TEXTABSCHNITT:
- - -

Aus der früheren Rechtsprechung (Brandenburgisches OLG v. 12.1.1995 – 9 UF 90/94, FamRZ 1995, 1220; OLG Dresden v. 25.11.1997 – 10 WF 455/97, FamRZ 1998, 767) genährte Überlegungen, vorübergehende Einkommensrückgänge könnten in den ersten Monate einer Kurzarbeit überbrückt werden, sind ebenso realitätsfremd wie die Annahme, bei selbständiger Tätigkeit ließen sich mehrmonatige Umsatzeinbußen einige Monate später noch aufholen. Im Unterhalt gilt das Liquiditätsprinzip – d.h. die Zahlung muss aus dem laufenden Einkommen möglich sein. Ist dies nicht der Fall, sind auch kurzfristige Veränderungen zu beachten und können zu einem – möglicherweise auch nur vorübergehenden – Wegfall des Anspruchs führen.

- - -

[Gesammelte Dateneinträge]

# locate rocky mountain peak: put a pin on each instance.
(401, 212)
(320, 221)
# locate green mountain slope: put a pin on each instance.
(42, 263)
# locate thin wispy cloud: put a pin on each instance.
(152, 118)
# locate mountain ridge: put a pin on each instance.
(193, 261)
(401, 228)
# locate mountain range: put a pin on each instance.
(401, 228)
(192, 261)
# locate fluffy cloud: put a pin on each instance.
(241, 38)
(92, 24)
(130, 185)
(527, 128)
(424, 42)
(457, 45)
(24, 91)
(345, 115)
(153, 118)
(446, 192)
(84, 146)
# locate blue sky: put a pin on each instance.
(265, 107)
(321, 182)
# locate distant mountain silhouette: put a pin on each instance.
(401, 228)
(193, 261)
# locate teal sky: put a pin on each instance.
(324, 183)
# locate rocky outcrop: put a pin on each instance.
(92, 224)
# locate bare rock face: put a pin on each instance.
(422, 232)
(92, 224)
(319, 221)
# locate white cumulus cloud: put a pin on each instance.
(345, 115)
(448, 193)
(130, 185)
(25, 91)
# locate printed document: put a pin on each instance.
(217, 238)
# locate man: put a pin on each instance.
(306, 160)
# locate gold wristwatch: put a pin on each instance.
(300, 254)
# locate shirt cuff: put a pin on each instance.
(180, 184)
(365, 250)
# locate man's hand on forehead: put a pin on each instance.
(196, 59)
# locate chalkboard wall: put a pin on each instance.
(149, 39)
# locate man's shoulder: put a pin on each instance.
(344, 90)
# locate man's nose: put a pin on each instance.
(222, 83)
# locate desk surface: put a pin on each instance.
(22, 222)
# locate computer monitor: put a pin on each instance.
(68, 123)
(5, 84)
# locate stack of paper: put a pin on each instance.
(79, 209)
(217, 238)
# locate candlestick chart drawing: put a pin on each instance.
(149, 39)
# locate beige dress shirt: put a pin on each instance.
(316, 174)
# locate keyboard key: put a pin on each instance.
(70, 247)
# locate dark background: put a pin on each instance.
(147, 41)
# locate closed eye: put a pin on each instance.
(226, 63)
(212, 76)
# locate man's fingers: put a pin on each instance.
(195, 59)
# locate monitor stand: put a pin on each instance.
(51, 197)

- - -

IHRE AUFGABE: Welches Prinzip gilt laut dem Textabschnitt im Unterhalt, und was besagt es?

LÖSUNG: Das Liquiditätsprinzip: Die Zahlung muss aus dem laufenden Einkommen möglich sein.